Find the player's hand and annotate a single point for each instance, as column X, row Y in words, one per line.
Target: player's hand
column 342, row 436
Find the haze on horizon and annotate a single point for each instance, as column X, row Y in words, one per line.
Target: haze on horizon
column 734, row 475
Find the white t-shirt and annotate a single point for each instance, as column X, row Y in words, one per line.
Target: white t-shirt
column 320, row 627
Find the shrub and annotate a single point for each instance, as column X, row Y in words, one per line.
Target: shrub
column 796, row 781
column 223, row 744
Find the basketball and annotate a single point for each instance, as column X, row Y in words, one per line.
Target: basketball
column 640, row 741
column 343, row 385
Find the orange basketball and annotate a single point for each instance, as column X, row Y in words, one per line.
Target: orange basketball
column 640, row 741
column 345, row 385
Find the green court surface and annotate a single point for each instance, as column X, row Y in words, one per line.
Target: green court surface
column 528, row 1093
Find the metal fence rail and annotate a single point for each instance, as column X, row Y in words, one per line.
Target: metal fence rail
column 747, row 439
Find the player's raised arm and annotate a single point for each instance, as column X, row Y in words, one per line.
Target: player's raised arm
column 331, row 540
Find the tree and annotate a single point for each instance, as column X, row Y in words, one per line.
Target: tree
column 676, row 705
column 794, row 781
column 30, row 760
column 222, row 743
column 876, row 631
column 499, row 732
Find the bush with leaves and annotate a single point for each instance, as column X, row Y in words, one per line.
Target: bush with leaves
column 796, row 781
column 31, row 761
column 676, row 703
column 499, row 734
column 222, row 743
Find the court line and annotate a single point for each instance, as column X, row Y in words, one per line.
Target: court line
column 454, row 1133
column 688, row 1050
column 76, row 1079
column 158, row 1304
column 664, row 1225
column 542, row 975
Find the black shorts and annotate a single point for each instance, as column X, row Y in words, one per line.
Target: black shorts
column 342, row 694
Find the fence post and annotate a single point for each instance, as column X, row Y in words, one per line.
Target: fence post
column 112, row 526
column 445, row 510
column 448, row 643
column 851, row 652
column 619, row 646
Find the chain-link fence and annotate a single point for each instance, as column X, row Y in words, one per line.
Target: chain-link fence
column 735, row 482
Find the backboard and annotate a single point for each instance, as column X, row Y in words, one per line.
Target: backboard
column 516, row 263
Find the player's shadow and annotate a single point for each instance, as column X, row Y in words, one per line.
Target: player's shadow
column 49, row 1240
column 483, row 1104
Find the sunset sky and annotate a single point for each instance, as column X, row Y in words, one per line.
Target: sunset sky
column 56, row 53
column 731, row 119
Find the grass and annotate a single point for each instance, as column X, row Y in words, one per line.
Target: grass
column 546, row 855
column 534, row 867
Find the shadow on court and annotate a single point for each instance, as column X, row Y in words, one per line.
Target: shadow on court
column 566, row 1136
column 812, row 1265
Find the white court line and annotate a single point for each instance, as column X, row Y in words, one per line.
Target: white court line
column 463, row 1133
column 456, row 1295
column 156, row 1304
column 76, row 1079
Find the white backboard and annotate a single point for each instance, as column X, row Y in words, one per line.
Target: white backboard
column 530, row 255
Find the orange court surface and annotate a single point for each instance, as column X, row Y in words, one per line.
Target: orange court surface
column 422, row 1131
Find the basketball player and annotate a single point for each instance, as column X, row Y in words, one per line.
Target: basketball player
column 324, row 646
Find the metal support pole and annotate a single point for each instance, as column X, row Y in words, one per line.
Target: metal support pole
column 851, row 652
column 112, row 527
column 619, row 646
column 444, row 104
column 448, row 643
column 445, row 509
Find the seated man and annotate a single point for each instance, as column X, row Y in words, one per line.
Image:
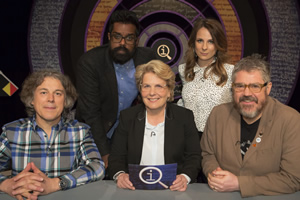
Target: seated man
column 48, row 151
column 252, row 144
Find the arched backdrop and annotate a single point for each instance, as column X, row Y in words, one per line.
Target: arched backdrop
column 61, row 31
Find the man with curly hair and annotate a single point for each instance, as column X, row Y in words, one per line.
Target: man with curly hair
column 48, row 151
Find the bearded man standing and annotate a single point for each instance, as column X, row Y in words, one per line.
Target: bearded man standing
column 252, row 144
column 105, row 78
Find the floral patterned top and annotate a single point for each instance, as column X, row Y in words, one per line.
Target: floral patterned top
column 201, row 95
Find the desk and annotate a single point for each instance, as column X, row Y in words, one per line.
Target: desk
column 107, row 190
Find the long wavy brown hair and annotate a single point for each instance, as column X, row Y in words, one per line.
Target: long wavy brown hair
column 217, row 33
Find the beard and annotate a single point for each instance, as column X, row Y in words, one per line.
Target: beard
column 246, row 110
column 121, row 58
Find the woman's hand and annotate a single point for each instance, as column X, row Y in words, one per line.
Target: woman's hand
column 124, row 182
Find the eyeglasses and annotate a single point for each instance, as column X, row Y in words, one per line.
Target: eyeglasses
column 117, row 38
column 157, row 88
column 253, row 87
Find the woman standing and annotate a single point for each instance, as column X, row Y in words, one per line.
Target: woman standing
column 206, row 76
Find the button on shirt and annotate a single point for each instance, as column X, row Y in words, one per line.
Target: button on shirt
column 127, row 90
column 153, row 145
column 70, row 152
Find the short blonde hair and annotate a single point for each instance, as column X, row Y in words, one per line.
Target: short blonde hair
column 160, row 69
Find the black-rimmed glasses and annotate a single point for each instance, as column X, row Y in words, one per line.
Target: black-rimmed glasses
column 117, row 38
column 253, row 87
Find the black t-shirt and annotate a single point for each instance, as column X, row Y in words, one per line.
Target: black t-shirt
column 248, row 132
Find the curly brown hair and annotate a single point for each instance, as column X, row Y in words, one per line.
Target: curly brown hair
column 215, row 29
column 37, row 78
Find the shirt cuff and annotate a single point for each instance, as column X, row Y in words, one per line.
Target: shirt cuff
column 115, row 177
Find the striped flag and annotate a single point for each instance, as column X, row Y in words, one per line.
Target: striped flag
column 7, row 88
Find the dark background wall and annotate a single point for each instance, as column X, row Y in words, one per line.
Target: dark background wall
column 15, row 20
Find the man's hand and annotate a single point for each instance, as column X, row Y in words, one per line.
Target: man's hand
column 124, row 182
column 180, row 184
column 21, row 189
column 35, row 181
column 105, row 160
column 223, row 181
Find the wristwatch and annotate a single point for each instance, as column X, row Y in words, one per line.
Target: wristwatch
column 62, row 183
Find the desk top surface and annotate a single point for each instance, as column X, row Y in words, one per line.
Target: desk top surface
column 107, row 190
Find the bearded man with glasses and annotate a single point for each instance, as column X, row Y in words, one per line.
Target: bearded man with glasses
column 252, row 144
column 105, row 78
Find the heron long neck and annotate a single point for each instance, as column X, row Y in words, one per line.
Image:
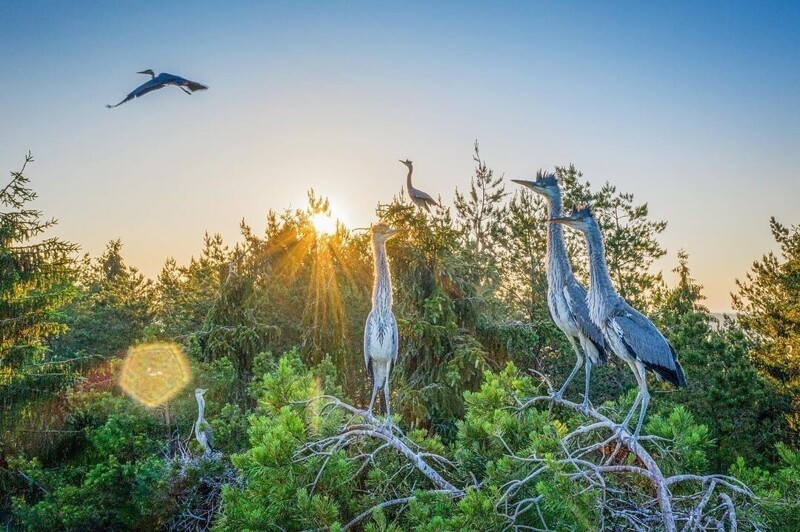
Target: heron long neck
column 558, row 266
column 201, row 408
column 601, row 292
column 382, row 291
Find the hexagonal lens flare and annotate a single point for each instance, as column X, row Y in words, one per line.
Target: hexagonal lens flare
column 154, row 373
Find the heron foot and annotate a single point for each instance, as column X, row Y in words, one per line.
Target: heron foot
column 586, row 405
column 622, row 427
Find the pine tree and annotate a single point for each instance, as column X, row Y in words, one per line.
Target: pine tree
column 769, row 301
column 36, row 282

^^^^

Exclude every picture and copy the remaining data exactly.

Find the player's hand and annotate a single point for each instance, as column X, row Y in words, one per line.
Target: player's hand
column 342, row 436
Find the haze on horizon and annotate a single point for each instance, as column X, row Y in words, one per line.
Target: haze on horizon
column 734, row 475
Find the white t-shirt and annotate a single point for each instance, as column X, row Y in words, one per line.
Target: white t-shirt
column 320, row 627
Find the shrub and annotate a single point for each instance, as column X, row Y in words, one per line.
Target: shrub
column 796, row 781
column 223, row 744
Find the basketball and annotate a single point for each instance, as column X, row Y in words, one per line.
Target: basketball
column 640, row 741
column 343, row 385
Find the orange basketball and annotate a single point for each instance, as column X, row Y in words, one per line.
Target: orange basketball
column 640, row 741
column 345, row 385
Find the green court surface and annotate a single point for each instance, as column X, row Y in words, one per line.
Target: green court surface
column 528, row 1093
Find the metal fence rail and annotate a single point for each instance, as column X, row Y in words, one per line.
Target: metal fence rail
column 747, row 439
Find the player's raised arm and annotate a single point for each instance, as column X, row Y in words, one per line.
Target: player's raised arm
column 331, row 540
Find the tree and annotate a single point for each instance, as column X, row Y in words, one per line.
Target: tree
column 676, row 705
column 794, row 781
column 30, row 760
column 222, row 743
column 876, row 631
column 499, row 732
Find the bush with leaves and annotate a single point for each instance, as column X, row Y in words, one per line.
Target: bush with leaves
column 796, row 781
column 31, row 761
column 676, row 703
column 499, row 734
column 222, row 743
Find the court line and annotate a single point for each instance, as column X, row Y in words, one per line.
Target: court line
column 454, row 1133
column 688, row 1050
column 76, row 1079
column 158, row 1304
column 664, row 1225
column 542, row 975
Find the black shorts and annotate a single point for each instance, as column X, row Y in words, one per line.
Target: black shorts
column 342, row 694
Find the fence post and annotate a single point for each instance, as column X, row Y in words, one per line.
Target: fence post
column 112, row 526
column 445, row 510
column 448, row 643
column 851, row 652
column 619, row 646
Find the chain-link fence and annotate a single point for each instance, as column X, row Y in words, one per line.
Target: chain-link fence
column 735, row 482
Find the backboard and annotate a single point for each instance, as column X, row Y in words, one per line.
Target: backboard
column 516, row 263
Find the player's shadow and annotate a single point for each instance, as column X, row Y in words, one per line.
Target: player's shadow
column 49, row 1240
column 483, row 1104
Find the sunset sky and annotate a single point for each instance, as column X, row Y in words, one per line.
Target: sunset sky
column 56, row 53
column 731, row 119
Find the grass and annotate a single point for each instance, as column X, row Y in words, one per line.
Target: grass
column 546, row 855
column 534, row 867
Find the shadow on court and annotate a single point for each instance, as column X, row Y in words, one per line.
Target: shadow on court
column 566, row 1136
column 812, row 1265
Find the white court line and annotate a single point for each instance, as column X, row Y in words, one per line.
Target: white court line
column 463, row 1133
column 456, row 1295
column 156, row 1304
column 76, row 1079
Find the white backboard and annotate a single point for each instance, as column X, row Y in words, one per line.
Target: white backboard
column 530, row 255
Find the orange court surface and annotate a single point for each instance, as column X, row Y in words, one per line.
Target: orange court surface
column 422, row 1131
Find the basketball player and annotate a single point for each instance, as column X, row Y in words, one per line.
Target: basketball player
column 324, row 646
Find the metal support pole and annotate a single point for each instance, as column X, row Y in words, one per line.
Target: metal support pole
column 851, row 652
column 112, row 527
column 619, row 646
column 444, row 104
column 448, row 643
column 445, row 509
Find the seated man and annotate a single point for each instance, as column X, row Y in words, one per line.
Image:
Target: seated man
column 48, row 151
column 252, row 144
Find the arched backdrop and annotate a single point for each instance, as column X, row Y in words, one per line.
Target: arched backdrop
column 61, row 31
Find the man with curly hair and annotate a single point for each instance, as column X, row Y in words, one per line.
Target: man with curly hair
column 48, row 151
Find the bearded man standing and annotate a single point for each instance, as column X, row Y in words, one per line.
Target: bearded man standing
column 252, row 144
column 105, row 78
Find the floral patterned top and annotate a single point for each instance, as column X, row Y in words, one per line.
Target: floral patterned top
column 201, row 95
Find the desk and annotate a single point for each instance, as column X, row Y in words, one per line.
Target: desk
column 107, row 190
Find the long wavy brown hair and annotate a single point for each instance, as column X, row Y in words, one per line.
Target: long wavy brown hair
column 217, row 33
Find the beard and annotate a single point for each instance, as column X, row Y in words, one per line.
Target: beard
column 246, row 110
column 121, row 58
Find the woman's hand and annotate a single point for each instance, as column X, row Y in words, one per line.
Target: woman's hand
column 124, row 182
Find the eyeglasses and annotate a single point for each instance, as column X, row Y in words, one per line.
Target: eyeglasses
column 117, row 38
column 157, row 88
column 253, row 87
Find the woman standing and annotate a single point for each instance, as column X, row Y in words, one per line.
Target: woman standing
column 206, row 76
Find the button on shirt and annotate a single point for each instance, as column X, row Y in words, one per line.
Target: button on shirt
column 127, row 90
column 153, row 145
column 70, row 152
Find the short blonde hair and annotate a single point for each instance, as column X, row Y in words, one per line.
Target: short blonde hair
column 160, row 69
Find the black-rimmed glasses and annotate a single point for each instance, as column X, row Y in words, one per line.
Target: black-rimmed glasses
column 117, row 38
column 253, row 87
Find the black t-shirt and annotate a single point for each instance, as column X, row Y in words, one per line.
Target: black t-shirt
column 248, row 132
Find the curly brown hair and annotate a single point for each instance, as column X, row Y in words, one per line.
Target: curly brown hair
column 215, row 29
column 37, row 78
Find the shirt cuff and annotate a single point for each instance, as column X, row Y in words, one per line.
Target: shirt cuff
column 115, row 177
Find the striped flag and annotate a single point for each instance, as column X, row Y in words, one per line.
Target: striped flag
column 7, row 88
Find the dark background wall and annotate a single point for each instance, as column X, row Y in words, one per line.
Target: dark background wall
column 15, row 20
Find the man's hand and annotate a single point for each instance, as column X, row Y in words, one per line.
Target: man's hand
column 124, row 182
column 180, row 184
column 21, row 189
column 35, row 181
column 105, row 160
column 223, row 181
Find the wristwatch and annotate a single point for each instance, as column X, row Y in words, one per line.
Target: wristwatch
column 62, row 183
Find the desk top surface and annotate a single point for each instance, as column X, row Y in words, one per line.
Target: desk top surface
column 107, row 190
Find the bearded man with glasses and annotate a single point for each instance, as column X, row Y in words, one per line.
Target: bearded man with glasses
column 252, row 144
column 105, row 78
Find the heron long neck and annotate a single point for each instance, as column X, row Y in words, one per line.
Image:
Target: heron long neck
column 558, row 266
column 201, row 408
column 601, row 292
column 382, row 291
Find the hexagonal lens flare and annotate a single point for each instance, as column X, row Y in words, one per line.
Target: hexagonal lens flare
column 154, row 373
Find the heron foot and annotate a single point for each instance, as column X, row Y in words, one per line.
Target: heron foot
column 586, row 405
column 622, row 427
Find the pine tree and annotate a single point for each instance, as column X, row Y in words, one per line.
Target: pine tree
column 769, row 301
column 36, row 282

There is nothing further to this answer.